DIRECTION 1:
Transcribe the listing below, starting at the line with "Shelf-audit task: drop a dot on every instance of the utility" and going through the final line of the listing.

READING TEXT:
So anyway I've recoded the entire site, fixing every bug I come across and giving it a final valuation check list like I should have done in the first place. To make things clear this site I maintain and built for a family member and touch up now and again when I have time so as it was free I didn't really put my heart and sole into it. Anyway as site performance will become a ranking factor as of 2010 I thought you know what lets use every advance technique I know and get this baby as good as I could.

So I looked to see if IE8 supported the object tag on images and it did, now being a geek and due to the fact I know how superior the object tag is over the img tag for displaying images, I got dead excited until I found out that IE8 will only load images through it up to a maximum of 36k which is crap TBF, Opera, Firefox and Saf all support it and they support massive files.

Now before I go any further lets explain why this is a far superior tag, it's because the browser wont download the image it will just get it and display it, now what's the difference?

The difference is huge, because it doesn't download the image it takes it out of the download list for a page, or removes a http header. Now browsers vary how they download the page, hence why some are faster than others but on average a browser will get 4 elements and download 4 simultaneously, so 1 css sheet is 1 element, 1 js sheet is 1 element, 1 img is 1 element etc... etc..., once one of the 4 spots becomes free it's gets another 1 from the server.

MATERIAL PROVIDED:
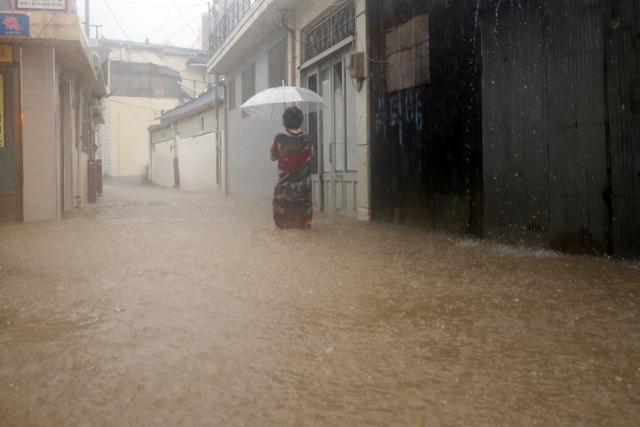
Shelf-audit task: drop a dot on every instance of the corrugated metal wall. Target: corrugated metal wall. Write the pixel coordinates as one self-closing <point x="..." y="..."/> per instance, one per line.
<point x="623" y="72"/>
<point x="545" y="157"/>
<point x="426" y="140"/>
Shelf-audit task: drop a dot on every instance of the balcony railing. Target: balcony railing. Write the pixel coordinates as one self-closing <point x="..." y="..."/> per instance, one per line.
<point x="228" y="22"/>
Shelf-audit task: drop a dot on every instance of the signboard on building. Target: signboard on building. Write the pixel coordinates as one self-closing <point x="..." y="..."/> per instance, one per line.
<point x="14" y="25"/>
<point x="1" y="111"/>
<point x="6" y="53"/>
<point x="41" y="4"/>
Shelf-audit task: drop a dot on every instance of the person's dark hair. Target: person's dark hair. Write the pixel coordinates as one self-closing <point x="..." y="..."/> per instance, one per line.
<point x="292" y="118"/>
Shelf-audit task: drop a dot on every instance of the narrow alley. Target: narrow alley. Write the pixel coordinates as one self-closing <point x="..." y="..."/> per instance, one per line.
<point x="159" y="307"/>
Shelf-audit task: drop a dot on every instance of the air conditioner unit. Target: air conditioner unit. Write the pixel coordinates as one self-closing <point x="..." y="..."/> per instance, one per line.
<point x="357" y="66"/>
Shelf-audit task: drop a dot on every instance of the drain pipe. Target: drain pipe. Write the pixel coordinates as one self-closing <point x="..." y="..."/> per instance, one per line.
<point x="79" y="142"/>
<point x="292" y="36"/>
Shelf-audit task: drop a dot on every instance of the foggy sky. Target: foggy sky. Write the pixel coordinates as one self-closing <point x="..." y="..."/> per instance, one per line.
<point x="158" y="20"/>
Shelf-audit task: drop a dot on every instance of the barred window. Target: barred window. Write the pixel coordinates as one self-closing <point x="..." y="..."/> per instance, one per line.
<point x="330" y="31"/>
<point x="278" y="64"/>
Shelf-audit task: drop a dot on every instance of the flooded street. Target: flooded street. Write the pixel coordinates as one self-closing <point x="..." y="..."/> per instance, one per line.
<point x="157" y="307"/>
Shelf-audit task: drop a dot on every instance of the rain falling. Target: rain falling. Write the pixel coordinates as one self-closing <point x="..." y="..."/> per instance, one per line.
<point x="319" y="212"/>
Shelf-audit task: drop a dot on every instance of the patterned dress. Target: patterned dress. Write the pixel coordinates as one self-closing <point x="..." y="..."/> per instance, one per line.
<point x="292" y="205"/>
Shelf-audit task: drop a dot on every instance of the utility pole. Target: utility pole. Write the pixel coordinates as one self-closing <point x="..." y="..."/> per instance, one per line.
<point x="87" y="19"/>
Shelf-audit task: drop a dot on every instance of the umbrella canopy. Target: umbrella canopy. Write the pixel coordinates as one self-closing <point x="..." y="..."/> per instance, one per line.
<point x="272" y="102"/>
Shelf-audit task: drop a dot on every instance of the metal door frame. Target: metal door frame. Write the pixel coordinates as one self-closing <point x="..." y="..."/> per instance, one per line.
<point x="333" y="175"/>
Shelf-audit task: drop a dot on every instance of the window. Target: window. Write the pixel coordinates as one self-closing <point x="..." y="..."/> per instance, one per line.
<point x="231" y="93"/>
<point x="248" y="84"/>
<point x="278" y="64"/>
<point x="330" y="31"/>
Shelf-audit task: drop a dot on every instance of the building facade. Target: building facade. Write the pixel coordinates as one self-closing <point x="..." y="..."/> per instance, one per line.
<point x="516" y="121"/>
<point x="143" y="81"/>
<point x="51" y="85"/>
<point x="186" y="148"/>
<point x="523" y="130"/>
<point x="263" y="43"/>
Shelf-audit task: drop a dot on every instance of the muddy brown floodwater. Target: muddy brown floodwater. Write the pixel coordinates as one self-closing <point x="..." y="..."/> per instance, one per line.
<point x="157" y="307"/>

DIRECTION 2:
Restate the text above about the object tag and images word for word.

TASK SOLUTION 1:
Shelf-audit task: drop a dot on every instance of the utility pole. Target: utility pole. Write the pixel coordinates as one self-closing <point x="..." y="..."/> per instance, one per line.
<point x="87" y="19"/>
Shelf-audit task: drop a dot on every instance of the umbrella canopy. Target: umbrella canopy. Write the pixel coordinates as one self-closing <point x="..." y="..."/> per instance, one per line.
<point x="272" y="102"/>
Shelf-audit task: drop a dot on every instance of the metal door frame. Target: metal door frame. Write the pixel coordinates as one self-closing <point x="..." y="..."/> per instance, one per line.
<point x="333" y="175"/>
Shelf-audit task: drop a dot on every instance of the window. Target: window. Write the pixel coordinates as one self-closing <point x="..." y="..."/> per instance, one per line.
<point x="231" y="93"/>
<point x="248" y="84"/>
<point x="278" y="64"/>
<point x="330" y="31"/>
Shelf-audit task: drop a dot on every instance of the building facade. Target: building facade. Write the pixel coordinates as one self-closing <point x="..." y="..."/> per instance, one per line.
<point x="516" y="121"/>
<point x="143" y="81"/>
<point x="51" y="85"/>
<point x="186" y="148"/>
<point x="523" y="130"/>
<point x="263" y="43"/>
Shelf-audit task: drop a dot on every instance of the muddy brown floodwater. Target: muddy brown floodwater. Write the pixel coordinates as one self-closing <point x="..." y="..."/> per instance, one per line.
<point x="157" y="307"/>

TASK SOLUTION 2:
So anyway I've recoded the entire site, fixing every bug I come across and giving it a final valuation check list like I should have done in the first place. To make things clear this site I maintain and built for a family member and touch up now and again when I have time so as it was free I didn't really put my heart and sole into it. Anyway as site performance will become a ranking factor as of 2010 I thought you know what lets use every advance technique I know and get this baby as good as I could.

So I looked to see if IE8 supported the object tag on images and it did, now being a geek and due to the fact I know how superior the object tag is over the img tag for displaying images, I got dead excited until I found out that IE8 will only load images through it up to a maximum of 36k which is crap TBF, Opera, Firefox and Saf all support it and they support massive files.

Now before I go any further lets explain why this is a far superior tag, it's because the browser wont download the image it will just get it and display it, now what's the difference?

The difference is huge, because it doesn't download the image it takes it out of the download list for a page, or removes a http header. Now browsers vary how they download the page, hence why some are faster than others but on average a browser will get 4 elements and download 4 simultaneously, so 1 css sheet is 1 element, 1 js sheet is 1 element, 1 img is 1 element etc... etc..., once one of the 4 spots becomes free it's gets another 1 from the server.